__Problem details__
Gather every line in the entries below that contains the word "garland", and list those lines in order. Case counts, so match the word only where its capitalization is the same.

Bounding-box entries
┄┄┄┄┄┄┄┄┄┄┄┄┄┄┄┄┄┄┄┄
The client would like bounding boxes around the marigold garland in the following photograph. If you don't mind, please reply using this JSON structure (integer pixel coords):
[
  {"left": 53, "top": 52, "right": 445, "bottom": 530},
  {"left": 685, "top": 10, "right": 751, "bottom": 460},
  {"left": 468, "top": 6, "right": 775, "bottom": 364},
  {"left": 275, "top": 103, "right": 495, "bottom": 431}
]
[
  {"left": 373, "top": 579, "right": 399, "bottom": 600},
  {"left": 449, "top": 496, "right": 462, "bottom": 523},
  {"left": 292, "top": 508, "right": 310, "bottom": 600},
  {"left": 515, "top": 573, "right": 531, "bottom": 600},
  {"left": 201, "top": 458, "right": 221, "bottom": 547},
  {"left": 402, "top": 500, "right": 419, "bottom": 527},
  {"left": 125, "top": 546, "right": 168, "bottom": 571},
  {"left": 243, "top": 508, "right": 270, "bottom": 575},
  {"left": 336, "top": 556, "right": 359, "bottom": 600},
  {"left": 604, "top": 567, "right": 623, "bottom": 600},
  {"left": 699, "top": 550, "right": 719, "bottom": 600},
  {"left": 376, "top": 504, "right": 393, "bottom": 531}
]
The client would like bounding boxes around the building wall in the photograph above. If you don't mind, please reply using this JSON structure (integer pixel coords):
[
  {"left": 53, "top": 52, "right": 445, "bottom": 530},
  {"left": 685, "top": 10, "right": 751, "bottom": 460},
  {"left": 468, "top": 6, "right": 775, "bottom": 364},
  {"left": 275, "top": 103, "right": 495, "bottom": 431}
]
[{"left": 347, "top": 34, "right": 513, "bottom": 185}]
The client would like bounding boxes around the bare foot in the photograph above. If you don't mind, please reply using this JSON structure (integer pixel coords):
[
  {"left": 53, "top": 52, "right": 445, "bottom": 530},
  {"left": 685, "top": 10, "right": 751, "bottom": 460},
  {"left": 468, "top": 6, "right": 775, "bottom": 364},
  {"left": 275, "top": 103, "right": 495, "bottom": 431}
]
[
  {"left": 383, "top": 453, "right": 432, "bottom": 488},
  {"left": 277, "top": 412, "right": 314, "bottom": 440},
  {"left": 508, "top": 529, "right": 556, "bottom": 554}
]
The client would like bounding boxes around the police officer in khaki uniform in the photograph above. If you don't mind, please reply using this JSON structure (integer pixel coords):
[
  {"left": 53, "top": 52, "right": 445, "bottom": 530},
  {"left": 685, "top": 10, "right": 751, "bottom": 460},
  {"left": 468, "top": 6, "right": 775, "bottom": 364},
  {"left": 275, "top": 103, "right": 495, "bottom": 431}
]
┄┄┄┄┄┄┄┄┄┄┄┄┄┄┄┄┄┄┄┄
__Exercise result__
The client would like bounding boxes around the marigold garland in the following photograph. If you don't mind, please reply using this JSON structure (integer pixel coords):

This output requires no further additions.